Hazret-i Mevlânâ’nın Gönül Deryâsında Sır Ve Hikmet İncileri - Karlı Alışveriş
Âyet-i kerîmede buyurulur:
“Allah; mü’minlerden mallarını ve canlarını, onlara (verilecek) cennet karşılığında sa¬tın almıştır.
Onlar; Allah yolunda savaşırlar, öldürürler ve öldürülürler.
(Bu); Tevrât’ta, İncil’de ve Kur’ân’da Allah üzerine hak bir vaattir.
Allah’tan daha çok sözünü yerine getiren kim vardır?
O hâlde yapmış olduğunuz bu alışverişten dolayı sevinin!
İşte bu, (gerçekten) büyük kurtuluştur.” (et-Tevbe, 111)
Cenâb-ı Hak, mü’minlere nimetlerin en büyüğü olan îman nimetini lutfetmiştir.
Bu nimetin şükrü, o nimeti canı pahasına korumak ve onu mahrumlara ulaştırmaktır.
Bu âyet-i kerîme ile Cenâb-ı Hak, mü’minleri mal ve can ile îman imtihanına tâbî tutmaktadır.
Mü’minler bu uğurda her türlü fedâkârlığa tahammül etmeyi de nimet bilirler. Allah yolunda cihada; ayak sürüyerek gitmez, canla başla şevkle koşarlar.
Nitekim Bedir günü Sa‘d bin Heyseme ile babası kimin gazveye gideceği husûsunda aralarında kur’a çektiler.
Kur’a Sa‘d’a çıktı.
Babası;
“–Yavrucuğum, bugün îsarda bulun. Beni kendine tercih et de, senin yerine gazveye ben gideyim.” dedi.
Sa‘d -radıyallâhu anh-;
“–Babacığım bunun sonunda cennetten başka bir şey olsaydı, dediğini yapardım.” dedi.
Allah yolunda şehâdeti ihlâs ile isteyen Sa‘d -radıyallâhu anh- Bedir’de babası Heyseme -radıyallâhu anh- da Uhud’da şehid oldular.
Onları, ölüme bu kadar iştiyâk ile koşturan duygu; âhirete, hakikati üzere îmân etmiş, onu tam anlamıyla idrâk etmiş olmalarıydı.
Eğer ebedî cenneti kazanma fırsatı karşılarına çıkmış ise, dünyada üç-beş yıl daha yaşamanın ne mânâsı olabilirdi ki?
Onların yakîn üzere îman ve idrâk ettikleri husus şuydu:
Âhiret bir deryâ… Dünya ise bir tek damla!..
Böyle bir îmâna sahip olur da kim damlaya talip olur?
Ölüm, hayat kadar tabiî bir zaruret… Onu, şehidlik gibi ulvî bir nimete dönüştürme imkânını bulmuşken, onu kim kaçırır?..
İstanbul’un fethinde de, Kosova Meydanı’nda da, Çanakkale’nin müdafaasında da şehâdete huzur içinde koşan Mehmetçiğin bükülmez îman azminde bu iştiyak vardır.
ŞEHÂDET NİMETİ
Tarih boyunca tevhid ehli, dinlerini korumak için canlarını ortaya koymak mecburiyetinde de kalmışlardır.
-*-
Yapılacak iş.
Yukarıdaki metin kesitinde "Allah’tan daha çok" sözlerini içeren yerle açılıp "Kur’a Sa‘d’a çıktı." ile kapanan bölümü harfi harfine tekrar yazın.

Veri kesiti.
-*-
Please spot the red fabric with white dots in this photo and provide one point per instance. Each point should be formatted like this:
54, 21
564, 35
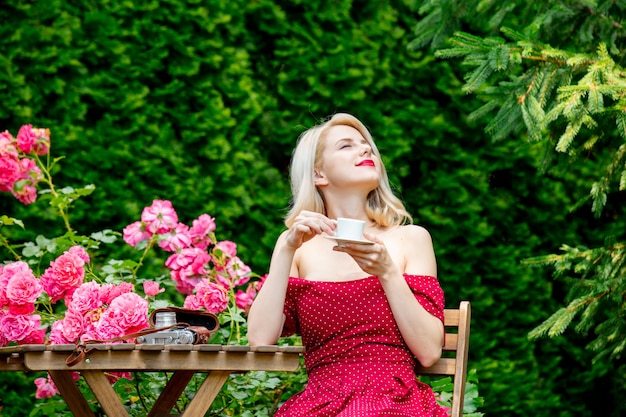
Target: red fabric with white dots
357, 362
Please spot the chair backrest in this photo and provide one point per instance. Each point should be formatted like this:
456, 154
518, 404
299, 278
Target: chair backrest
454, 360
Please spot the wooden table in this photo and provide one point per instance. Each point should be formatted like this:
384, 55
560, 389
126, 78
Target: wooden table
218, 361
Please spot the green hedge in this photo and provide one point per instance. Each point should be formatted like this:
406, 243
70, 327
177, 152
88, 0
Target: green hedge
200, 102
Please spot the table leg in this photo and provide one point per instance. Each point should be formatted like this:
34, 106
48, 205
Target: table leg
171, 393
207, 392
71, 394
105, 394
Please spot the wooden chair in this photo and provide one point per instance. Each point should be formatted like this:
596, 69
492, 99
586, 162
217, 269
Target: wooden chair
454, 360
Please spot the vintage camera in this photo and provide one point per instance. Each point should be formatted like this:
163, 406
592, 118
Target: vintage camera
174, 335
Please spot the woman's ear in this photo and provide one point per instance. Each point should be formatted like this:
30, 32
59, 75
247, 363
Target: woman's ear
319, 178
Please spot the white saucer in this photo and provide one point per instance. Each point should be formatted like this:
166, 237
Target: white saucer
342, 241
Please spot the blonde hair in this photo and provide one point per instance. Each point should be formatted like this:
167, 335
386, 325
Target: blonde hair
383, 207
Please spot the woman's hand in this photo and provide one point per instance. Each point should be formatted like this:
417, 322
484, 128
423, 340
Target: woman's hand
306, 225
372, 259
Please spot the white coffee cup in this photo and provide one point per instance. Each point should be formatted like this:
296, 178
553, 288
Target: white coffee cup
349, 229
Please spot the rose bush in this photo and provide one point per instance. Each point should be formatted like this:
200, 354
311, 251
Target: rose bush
-*-
Cevap.
Allah’tan daha çok sözünü yerine getiren kim vardır?
O hâlde yapmış olduğunuz bu alışverişten dolayı sevinin!
İşte bu, (gerçekten) büyük kurtuluştur.” (et-Tevbe, 111)
Cenâb-ı Hak, mü’minlere nimetlerin en büyüğü olan îman nimetini lutfetmiştir.
Bu nimetin şükrü, o nimeti canı pahasına korumak ve onu mahrumlara ulaştırmaktır.
Bu âyet-i kerîme ile Cenâb-ı Hak, mü’minleri mal ve can ile îman imtihanına tâbî tutmaktadır.
Mü’minler bu uğurda her türlü fedâkârlığa tahammül etmeyi de nimet bilirler. Allah yolunda cihada; ayak sürüyerek gitmez, canla başla şevkle koşarlar.
Nitekim Bedir günü Sa‘d bin Heyseme ile babası kimin gazveye gideceği husûsunda aralarında kur’a çektiler.
Kur’a Sa‘d’a çıktı.